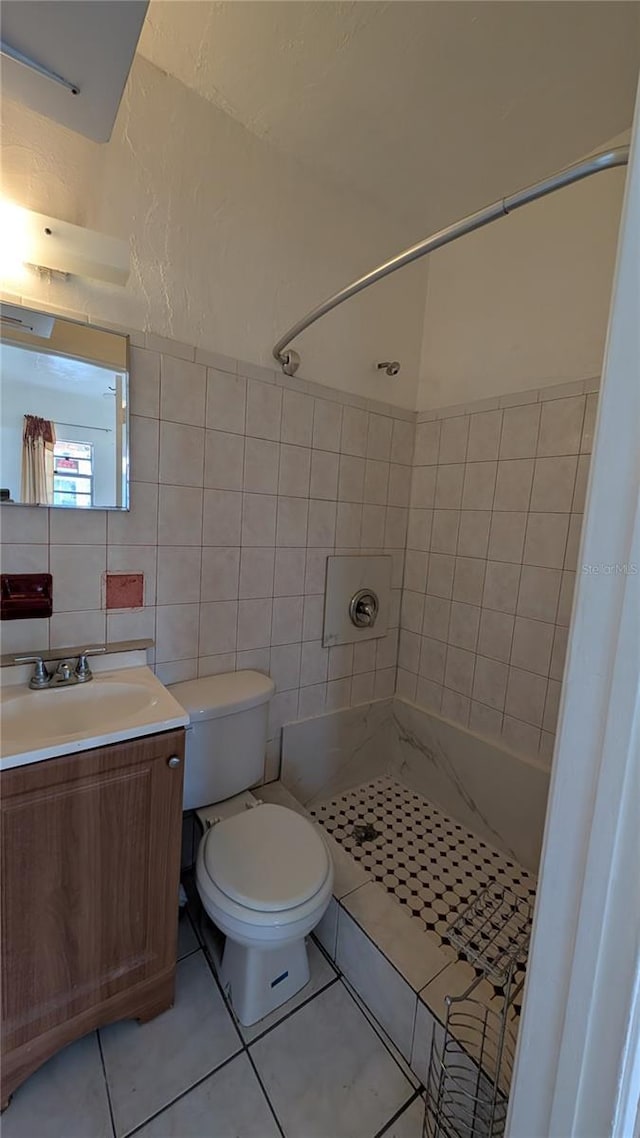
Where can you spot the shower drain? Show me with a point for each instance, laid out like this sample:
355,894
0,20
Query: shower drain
366,833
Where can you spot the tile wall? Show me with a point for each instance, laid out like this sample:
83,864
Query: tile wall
243,481
497,501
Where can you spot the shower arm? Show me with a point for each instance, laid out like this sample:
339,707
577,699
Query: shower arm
607,159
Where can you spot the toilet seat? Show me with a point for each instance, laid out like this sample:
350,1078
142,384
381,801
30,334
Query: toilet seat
267,859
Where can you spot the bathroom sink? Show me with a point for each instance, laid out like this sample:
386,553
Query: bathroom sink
112,707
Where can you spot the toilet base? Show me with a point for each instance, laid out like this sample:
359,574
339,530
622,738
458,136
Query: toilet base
260,980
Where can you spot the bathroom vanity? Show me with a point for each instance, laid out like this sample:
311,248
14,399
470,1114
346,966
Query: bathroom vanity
90,851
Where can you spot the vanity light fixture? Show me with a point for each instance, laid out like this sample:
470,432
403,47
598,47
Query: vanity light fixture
29,238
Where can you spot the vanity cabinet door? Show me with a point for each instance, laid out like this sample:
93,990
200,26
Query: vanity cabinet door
90,848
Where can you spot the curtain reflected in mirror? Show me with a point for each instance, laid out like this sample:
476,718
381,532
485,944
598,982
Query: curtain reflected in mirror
37,483
64,394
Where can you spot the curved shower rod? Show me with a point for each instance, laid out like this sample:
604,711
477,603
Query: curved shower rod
289,360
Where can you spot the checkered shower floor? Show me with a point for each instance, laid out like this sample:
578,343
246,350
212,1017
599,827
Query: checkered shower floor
427,862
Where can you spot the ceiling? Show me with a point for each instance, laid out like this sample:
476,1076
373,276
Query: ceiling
431,109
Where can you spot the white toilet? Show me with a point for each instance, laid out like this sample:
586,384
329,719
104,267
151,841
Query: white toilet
263,872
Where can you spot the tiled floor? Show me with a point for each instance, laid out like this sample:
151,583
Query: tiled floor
314,1069
428,863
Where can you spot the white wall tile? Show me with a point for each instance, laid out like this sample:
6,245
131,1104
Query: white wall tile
321,528
182,392
480,485
513,485
532,645
144,381
314,662
554,484
73,628
254,624
178,572
138,525
262,459
224,456
78,576
427,443
435,621
286,626
295,466
473,536
355,425
264,410
484,436
525,697
453,439
519,431
325,475
222,517
378,438
293,514
218,627
402,442
539,593
560,426
256,572
73,527
226,402
546,539
507,536
180,516
495,634
259,519
289,571
297,418
220,568
449,487
327,425
490,682
181,454
177,632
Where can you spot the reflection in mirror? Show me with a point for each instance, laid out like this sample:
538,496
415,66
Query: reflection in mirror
64,402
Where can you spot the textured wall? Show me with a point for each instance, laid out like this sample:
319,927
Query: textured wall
240,488
525,302
497,501
230,240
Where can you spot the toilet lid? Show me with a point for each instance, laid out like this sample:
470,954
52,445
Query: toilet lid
267,858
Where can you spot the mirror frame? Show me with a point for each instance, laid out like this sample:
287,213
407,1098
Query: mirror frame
126,451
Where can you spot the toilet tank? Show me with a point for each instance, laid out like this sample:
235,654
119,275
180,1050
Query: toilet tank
227,734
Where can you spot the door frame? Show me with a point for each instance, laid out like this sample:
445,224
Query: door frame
577,1063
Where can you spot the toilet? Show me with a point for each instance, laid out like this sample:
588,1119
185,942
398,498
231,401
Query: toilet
263,872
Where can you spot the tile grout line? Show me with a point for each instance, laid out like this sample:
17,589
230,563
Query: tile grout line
399,1113
107,1088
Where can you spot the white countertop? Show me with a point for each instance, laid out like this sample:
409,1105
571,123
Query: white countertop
119,703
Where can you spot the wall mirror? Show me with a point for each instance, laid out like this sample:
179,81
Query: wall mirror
64,412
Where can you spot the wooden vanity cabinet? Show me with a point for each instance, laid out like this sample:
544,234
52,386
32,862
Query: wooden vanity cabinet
90,847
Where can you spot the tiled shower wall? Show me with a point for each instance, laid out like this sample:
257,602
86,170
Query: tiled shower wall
497,501
243,481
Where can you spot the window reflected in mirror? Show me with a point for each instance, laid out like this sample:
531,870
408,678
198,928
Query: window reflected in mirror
64,395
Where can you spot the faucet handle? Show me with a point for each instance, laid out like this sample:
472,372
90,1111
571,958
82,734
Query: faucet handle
41,676
82,669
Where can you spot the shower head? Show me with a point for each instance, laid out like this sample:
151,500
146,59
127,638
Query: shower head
392,367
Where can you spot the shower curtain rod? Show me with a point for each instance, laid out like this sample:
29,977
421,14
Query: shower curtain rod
607,159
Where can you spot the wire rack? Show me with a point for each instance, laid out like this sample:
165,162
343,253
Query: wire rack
472,1055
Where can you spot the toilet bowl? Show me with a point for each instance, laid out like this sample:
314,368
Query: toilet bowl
263,872
264,877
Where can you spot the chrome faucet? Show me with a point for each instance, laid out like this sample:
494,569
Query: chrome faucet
63,676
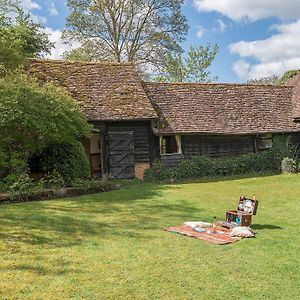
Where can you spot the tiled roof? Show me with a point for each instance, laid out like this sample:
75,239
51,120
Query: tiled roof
107,91
222,108
295,82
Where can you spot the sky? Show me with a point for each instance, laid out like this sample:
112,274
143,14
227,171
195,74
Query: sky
257,38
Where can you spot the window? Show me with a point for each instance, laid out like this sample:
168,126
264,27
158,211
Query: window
170,144
265,141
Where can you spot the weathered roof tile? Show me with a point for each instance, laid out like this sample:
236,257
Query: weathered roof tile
222,108
107,91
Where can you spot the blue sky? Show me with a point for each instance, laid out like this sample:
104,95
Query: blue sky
257,38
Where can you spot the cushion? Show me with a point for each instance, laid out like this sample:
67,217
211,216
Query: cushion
242,231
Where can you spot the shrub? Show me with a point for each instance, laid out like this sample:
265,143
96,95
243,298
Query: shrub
24,189
33,116
158,172
54,180
288,165
69,160
197,167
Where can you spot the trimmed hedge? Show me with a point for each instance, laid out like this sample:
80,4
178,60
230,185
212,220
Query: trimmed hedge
201,166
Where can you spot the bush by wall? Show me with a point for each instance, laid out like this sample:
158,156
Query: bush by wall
69,160
202,166
288,165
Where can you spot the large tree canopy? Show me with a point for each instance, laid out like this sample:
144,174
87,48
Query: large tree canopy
139,31
20,37
34,116
191,68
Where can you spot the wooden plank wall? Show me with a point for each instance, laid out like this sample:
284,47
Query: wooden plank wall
217,146
141,137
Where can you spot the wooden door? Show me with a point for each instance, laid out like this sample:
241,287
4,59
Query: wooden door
121,154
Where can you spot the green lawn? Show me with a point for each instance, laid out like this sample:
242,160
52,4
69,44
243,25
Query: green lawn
113,246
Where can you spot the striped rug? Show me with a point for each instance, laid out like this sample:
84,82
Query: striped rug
214,238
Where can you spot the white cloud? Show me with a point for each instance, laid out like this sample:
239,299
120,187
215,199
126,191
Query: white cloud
29,5
241,68
53,10
221,26
274,55
60,46
251,10
200,31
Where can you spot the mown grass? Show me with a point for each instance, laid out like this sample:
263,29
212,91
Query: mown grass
113,246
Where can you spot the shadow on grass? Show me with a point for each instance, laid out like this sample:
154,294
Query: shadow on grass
265,226
69,222
226,178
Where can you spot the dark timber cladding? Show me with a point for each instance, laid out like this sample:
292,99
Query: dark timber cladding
217,146
130,143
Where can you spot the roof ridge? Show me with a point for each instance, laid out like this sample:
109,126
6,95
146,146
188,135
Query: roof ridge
215,84
81,62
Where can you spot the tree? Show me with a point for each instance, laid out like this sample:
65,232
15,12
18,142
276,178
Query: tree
35,116
138,31
192,68
85,53
20,37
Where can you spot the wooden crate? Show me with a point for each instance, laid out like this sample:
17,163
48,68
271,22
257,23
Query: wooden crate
238,218
243,215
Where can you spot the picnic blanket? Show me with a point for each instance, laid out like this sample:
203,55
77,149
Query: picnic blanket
214,238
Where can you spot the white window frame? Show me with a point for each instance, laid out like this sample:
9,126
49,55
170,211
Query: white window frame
178,140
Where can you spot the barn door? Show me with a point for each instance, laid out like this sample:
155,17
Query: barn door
121,154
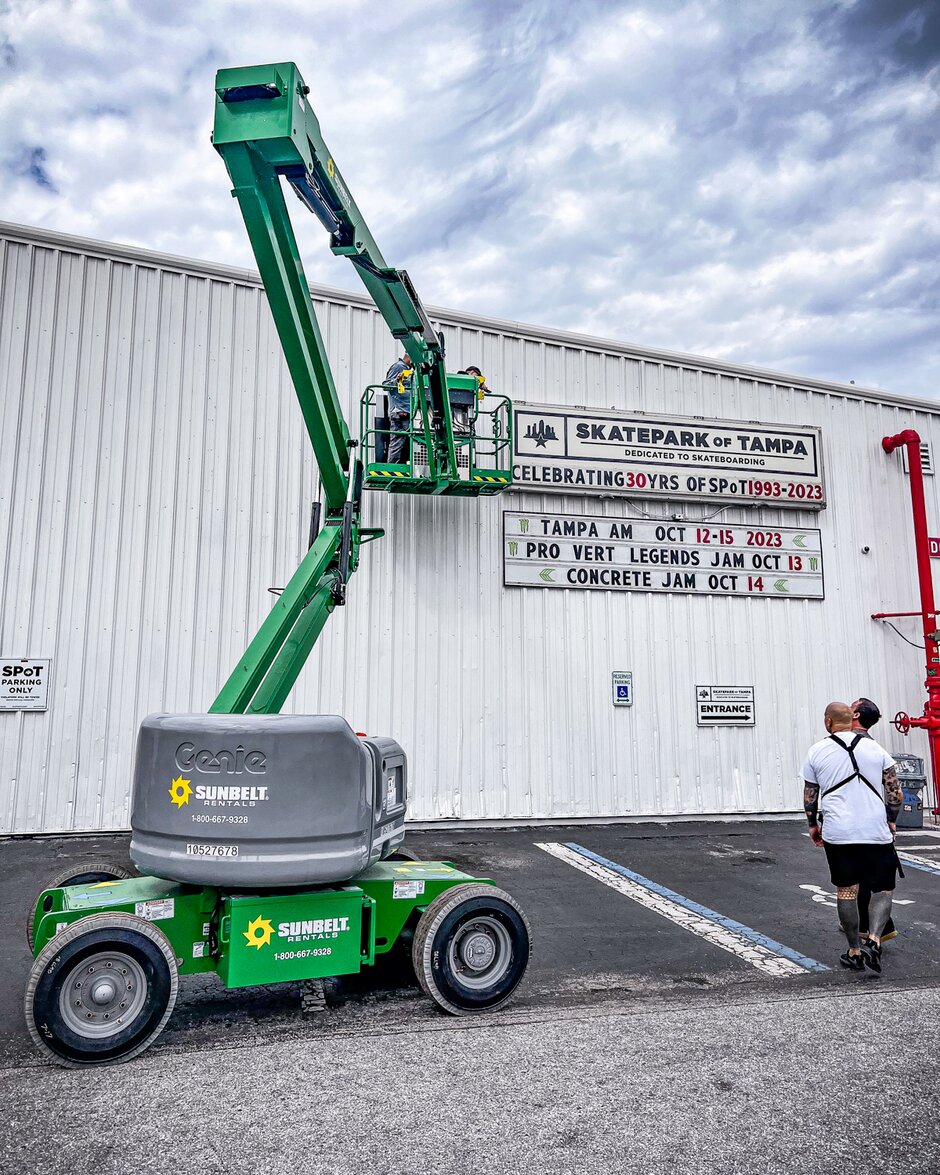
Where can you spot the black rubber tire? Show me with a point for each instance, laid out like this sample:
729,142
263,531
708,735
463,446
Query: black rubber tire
492,917
87,873
121,939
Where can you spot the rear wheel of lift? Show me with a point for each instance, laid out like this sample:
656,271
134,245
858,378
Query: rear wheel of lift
101,991
471,948
87,873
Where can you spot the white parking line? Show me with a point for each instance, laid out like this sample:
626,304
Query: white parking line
740,940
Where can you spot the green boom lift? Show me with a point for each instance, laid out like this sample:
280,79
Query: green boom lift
111,947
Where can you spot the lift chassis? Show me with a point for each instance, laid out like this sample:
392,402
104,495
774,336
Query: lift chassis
109,954
109,947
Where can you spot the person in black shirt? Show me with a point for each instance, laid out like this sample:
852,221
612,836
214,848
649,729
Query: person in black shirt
865,713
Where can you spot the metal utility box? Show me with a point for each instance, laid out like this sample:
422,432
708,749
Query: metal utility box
274,938
263,800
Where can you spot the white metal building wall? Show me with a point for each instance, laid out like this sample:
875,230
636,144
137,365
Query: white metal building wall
155,481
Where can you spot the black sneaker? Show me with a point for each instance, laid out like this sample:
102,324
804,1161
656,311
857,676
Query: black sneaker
872,955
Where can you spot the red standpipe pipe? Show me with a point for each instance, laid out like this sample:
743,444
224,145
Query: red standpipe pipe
931,718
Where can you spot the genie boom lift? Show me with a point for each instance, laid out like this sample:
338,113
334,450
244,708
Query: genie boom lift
268,844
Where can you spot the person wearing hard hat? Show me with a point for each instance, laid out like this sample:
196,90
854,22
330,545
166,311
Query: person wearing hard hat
397,384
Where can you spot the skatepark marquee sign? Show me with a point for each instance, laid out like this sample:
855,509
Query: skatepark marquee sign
595,552
628,454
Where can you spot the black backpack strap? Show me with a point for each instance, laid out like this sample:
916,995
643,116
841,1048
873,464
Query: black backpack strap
850,750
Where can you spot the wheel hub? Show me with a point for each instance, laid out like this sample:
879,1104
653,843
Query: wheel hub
477,951
102,994
481,952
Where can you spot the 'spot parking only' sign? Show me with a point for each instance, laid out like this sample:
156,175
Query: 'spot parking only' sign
604,554
24,683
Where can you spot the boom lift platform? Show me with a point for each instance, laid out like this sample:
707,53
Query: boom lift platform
269,845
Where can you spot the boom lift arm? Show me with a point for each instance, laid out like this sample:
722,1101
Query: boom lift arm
266,129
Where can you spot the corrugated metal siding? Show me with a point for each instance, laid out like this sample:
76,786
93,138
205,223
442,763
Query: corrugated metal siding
155,481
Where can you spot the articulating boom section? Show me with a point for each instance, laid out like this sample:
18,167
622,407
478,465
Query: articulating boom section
264,129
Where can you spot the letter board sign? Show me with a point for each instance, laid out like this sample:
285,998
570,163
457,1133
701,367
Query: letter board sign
597,552
725,705
24,683
586,451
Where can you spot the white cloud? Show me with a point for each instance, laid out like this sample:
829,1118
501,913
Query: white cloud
754,181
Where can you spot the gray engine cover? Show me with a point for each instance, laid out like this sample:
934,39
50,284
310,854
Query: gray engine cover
263,800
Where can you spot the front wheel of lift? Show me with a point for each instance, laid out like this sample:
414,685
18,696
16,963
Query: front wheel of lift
471,948
101,991
87,873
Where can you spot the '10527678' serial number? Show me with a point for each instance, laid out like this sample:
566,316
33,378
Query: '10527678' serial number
212,850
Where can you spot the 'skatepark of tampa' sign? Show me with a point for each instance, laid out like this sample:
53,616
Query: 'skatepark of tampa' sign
575,450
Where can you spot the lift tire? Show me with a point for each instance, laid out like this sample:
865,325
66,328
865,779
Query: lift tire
471,948
87,873
109,955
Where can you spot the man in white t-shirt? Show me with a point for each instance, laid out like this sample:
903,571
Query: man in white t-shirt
852,799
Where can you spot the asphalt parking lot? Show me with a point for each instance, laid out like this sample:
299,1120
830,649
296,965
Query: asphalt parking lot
591,942
662,952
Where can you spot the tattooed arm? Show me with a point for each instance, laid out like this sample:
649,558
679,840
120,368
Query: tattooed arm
893,794
811,806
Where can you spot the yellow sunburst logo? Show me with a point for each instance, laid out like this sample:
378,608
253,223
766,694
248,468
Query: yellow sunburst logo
259,933
180,791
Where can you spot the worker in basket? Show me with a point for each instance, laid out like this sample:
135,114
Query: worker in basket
397,384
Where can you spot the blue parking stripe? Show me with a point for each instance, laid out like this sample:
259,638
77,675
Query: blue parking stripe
703,911
917,865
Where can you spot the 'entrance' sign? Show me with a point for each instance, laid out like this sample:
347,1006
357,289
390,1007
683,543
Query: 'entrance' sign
725,705
589,451
642,555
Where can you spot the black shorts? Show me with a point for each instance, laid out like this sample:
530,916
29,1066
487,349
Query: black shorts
872,865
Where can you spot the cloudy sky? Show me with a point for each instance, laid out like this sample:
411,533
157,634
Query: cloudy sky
754,180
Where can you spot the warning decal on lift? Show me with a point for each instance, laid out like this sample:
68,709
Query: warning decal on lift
642,555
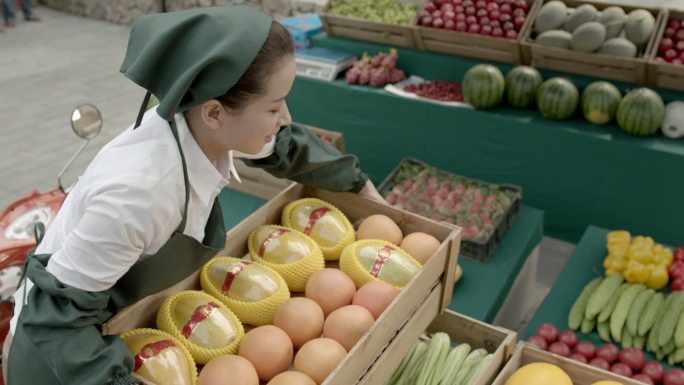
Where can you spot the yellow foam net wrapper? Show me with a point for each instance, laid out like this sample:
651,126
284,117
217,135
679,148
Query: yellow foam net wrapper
253,291
371,259
294,255
323,222
159,357
202,323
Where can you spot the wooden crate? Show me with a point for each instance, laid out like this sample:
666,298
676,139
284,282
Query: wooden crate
632,70
462,329
366,30
473,45
665,75
259,183
431,289
580,374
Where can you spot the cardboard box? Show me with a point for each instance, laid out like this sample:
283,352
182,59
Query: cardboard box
580,374
665,74
430,291
462,329
366,30
259,183
302,28
474,45
632,70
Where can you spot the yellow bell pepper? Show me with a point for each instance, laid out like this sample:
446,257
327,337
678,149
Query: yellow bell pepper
658,278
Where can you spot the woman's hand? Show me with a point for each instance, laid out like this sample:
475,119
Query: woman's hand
369,191
142,380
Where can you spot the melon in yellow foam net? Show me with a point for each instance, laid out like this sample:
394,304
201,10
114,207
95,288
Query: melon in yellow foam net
323,222
294,255
202,323
371,259
251,290
160,358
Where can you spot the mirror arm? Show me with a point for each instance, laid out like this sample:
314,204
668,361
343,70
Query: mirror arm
61,173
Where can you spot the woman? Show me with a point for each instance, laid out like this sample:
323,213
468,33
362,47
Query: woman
145,213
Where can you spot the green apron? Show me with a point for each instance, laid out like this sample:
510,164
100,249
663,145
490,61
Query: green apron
58,339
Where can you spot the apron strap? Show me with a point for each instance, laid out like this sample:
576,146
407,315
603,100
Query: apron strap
143,108
174,130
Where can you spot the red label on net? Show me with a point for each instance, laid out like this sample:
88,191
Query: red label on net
232,273
271,236
201,313
150,350
314,217
383,256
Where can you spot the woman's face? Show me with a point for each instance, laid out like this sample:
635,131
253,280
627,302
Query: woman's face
249,129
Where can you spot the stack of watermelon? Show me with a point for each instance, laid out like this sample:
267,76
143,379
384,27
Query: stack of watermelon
639,113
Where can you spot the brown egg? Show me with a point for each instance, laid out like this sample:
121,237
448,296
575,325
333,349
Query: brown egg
318,358
291,378
347,324
379,226
420,246
301,318
228,370
269,349
375,296
331,289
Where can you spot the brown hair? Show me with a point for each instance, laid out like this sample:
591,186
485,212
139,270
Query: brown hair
278,44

===============

> _Given problem_
Retype the records above word for word, beginning at the line that contains "Where can you spot the stack" and continuing through the last line of the records.

> _Task solution_
Where can you spot the stack of watermelon? Show me with a point for each instance, laid out like this sample:
267,76
143,379
384,27
Query: stack of watermelon
639,113
Where can you spot the brown egg? Show me with a point for each instance, laid out like this sample:
121,237
448,296
575,325
333,349
Query: brown egg
318,358
291,378
347,324
379,226
420,246
301,318
228,370
269,349
375,296
331,289
Where can you spot the brown hair? Show me with a point for each instance, laid out like this sample:
591,186
485,212
139,270
Query: brown hair
278,44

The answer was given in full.